- Problem description
Retype the whole listing, please, keeping every line exact and dropping the pictures.

>> START Records for processing

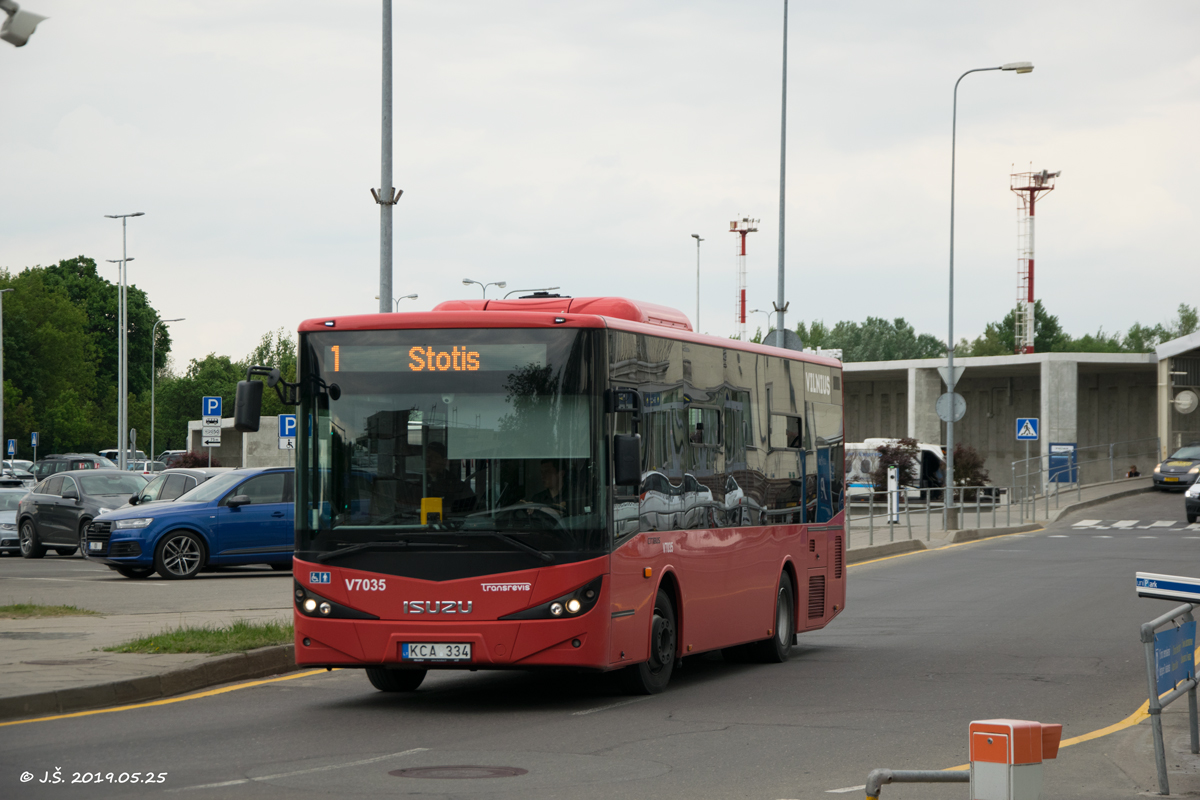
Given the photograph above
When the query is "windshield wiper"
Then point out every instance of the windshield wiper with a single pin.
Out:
(517, 543)
(382, 546)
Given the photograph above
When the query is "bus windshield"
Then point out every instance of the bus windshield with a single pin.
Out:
(449, 440)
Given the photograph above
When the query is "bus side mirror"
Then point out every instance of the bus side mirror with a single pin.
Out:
(627, 459)
(247, 407)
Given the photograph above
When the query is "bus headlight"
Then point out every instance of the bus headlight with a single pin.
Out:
(570, 605)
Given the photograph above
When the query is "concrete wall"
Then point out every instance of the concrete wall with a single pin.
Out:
(258, 449)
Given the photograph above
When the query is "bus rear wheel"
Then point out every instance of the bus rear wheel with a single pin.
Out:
(779, 647)
(652, 677)
(395, 680)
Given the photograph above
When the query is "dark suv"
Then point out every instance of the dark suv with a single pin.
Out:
(52, 464)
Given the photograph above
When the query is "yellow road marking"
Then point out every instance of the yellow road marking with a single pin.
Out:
(211, 692)
(945, 547)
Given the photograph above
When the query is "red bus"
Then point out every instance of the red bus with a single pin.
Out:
(557, 482)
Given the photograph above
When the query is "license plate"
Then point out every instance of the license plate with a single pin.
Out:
(435, 651)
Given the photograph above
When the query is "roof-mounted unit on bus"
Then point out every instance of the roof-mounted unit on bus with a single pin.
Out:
(615, 307)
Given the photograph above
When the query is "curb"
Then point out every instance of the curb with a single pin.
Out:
(1095, 501)
(220, 669)
(880, 551)
(975, 534)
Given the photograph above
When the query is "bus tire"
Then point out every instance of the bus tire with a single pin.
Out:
(395, 680)
(652, 677)
(778, 648)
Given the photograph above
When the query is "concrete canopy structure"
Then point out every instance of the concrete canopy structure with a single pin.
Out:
(1089, 398)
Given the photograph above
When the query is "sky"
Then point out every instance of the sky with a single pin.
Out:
(580, 145)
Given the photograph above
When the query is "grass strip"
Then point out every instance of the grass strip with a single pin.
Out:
(235, 637)
(27, 611)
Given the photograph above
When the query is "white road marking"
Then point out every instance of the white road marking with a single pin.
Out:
(605, 708)
(315, 769)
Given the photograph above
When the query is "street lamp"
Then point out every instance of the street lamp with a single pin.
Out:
(952, 518)
(1, 376)
(18, 25)
(408, 296)
(534, 290)
(467, 282)
(154, 343)
(767, 313)
(123, 420)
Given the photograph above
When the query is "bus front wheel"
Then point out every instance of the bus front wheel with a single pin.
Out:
(652, 677)
(395, 680)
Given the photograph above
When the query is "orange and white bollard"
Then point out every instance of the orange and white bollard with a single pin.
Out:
(1006, 758)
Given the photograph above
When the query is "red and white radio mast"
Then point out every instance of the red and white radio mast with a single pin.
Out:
(1026, 186)
(742, 227)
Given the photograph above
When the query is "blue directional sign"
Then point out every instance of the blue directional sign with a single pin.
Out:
(1168, 587)
(1175, 651)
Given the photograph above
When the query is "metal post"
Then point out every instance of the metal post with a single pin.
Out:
(1156, 716)
(1, 382)
(385, 187)
(780, 306)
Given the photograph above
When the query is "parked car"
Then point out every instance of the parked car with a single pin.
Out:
(113, 453)
(9, 501)
(57, 511)
(145, 467)
(171, 483)
(60, 463)
(239, 517)
(1180, 469)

>> END Records for processing

- The reply
Given the photograph above
When the query is "windshield wiper"
Then point out every instance of the windshield wiper with a single pin.
Out:
(517, 543)
(382, 546)
Given the photograph above
When the query is "bus windshield"
Then point out every instance of the bus windshield with a single pin.
Out:
(449, 440)
Given the photograph above
When the query is "bus side mirror"
Then point out every instance of the bus side mirror with a single pin.
Out:
(627, 459)
(247, 407)
Given the photograph above
When the query is "bus headlight"
Then point out every instance of the bus headlight with a single pin.
Out:
(570, 605)
Given the photograph above
When the query is "concrete wall"
Then point out every instance of the concrete wall with a single pin.
Out:
(258, 449)
Given the photograph above
When the query is "bus rear wheel"
Then point out every instance of the bus rear wheel with a single pin.
Out:
(779, 647)
(652, 677)
(395, 680)
Given the photograph above
When the query is "dark suv"
Then point out every instance of the dark suv with a single pin.
Out:
(52, 464)
Given the photograph above
When the query is "yellow road marking"
Then point out every instance of the yellow road marking with a single pin.
Out:
(211, 692)
(945, 547)
Given the photograph above
When the query is "red bus"
Then point out every instance of the red bus with a single pin.
Out:
(557, 482)
Given the photograph above
When the query is "license plate"
Then point out every instance of the license plate with a single pin.
Out:
(435, 651)
Given the photograph above
When the query is "roof-mounted unit on bus"
Then point out every instance of the roof-mounted unit on bus with a single pin.
Out:
(615, 307)
Given the photograph above
When the query is "curb"
Then point out every instance of the curb with a single pin.
Out:
(1095, 501)
(220, 669)
(880, 551)
(975, 534)
Given the photograph above
When the query is "bus tire"
Then point out every instance of the bus tire with a single pin.
Out:
(395, 680)
(652, 677)
(778, 648)
Given the photograph above
When the query is "concrete canopy structure"
Then point out every instance of the concrete canopy structure with a single pin.
Out:
(1089, 398)
Given the photograph above
When the query is "sky"
Then point out every instance of the sky with a single pin.
Out:
(580, 145)
Given the photograph above
When the query is "grass strip"
Then point out every instance of the grass strip with a single pin.
Out:
(235, 637)
(27, 611)
Given the photograph above
When the query is "white road marking"
Then point out every instance of the white road marking with a single pin.
Out:
(605, 708)
(315, 769)
Given the photograph above
When the query is "street lamp"
Then point out every instance of the street lamp with a single pin.
Out:
(952, 518)
(1, 376)
(18, 25)
(408, 296)
(534, 290)
(467, 282)
(154, 343)
(767, 313)
(123, 420)
Given the photograph above
When the query is "bus front wheel"
Then point out every instance of the bus front wheel with a single pin.
Out:
(652, 677)
(395, 680)
Given the photograph above
When the query is "orange and white bollard"
Then point out every instance of the orange and white bollard with a single pin.
Out:
(1006, 758)
Given the photograph above
When the query is "red and white radio mast"
Then point out every instance of the red and white radio mast with a single pin.
Out:
(1026, 186)
(742, 227)
Given the photograph above
When the query is "blue directional sign"
Then point out every instance of the blue directional sign with a single pin.
Out:
(1168, 587)
(1175, 651)
Given the photograph above
When the query is "metal post"
Then point out every instance of the metal post with a single pin.
Out:
(1156, 716)
(1, 382)
(385, 187)
(780, 306)
Given the photograph above
When the query is "parked car"
Then point out every instance of the parked car with a single pin.
Out:
(113, 453)
(9, 501)
(57, 511)
(145, 467)
(171, 483)
(60, 463)
(239, 517)
(1180, 469)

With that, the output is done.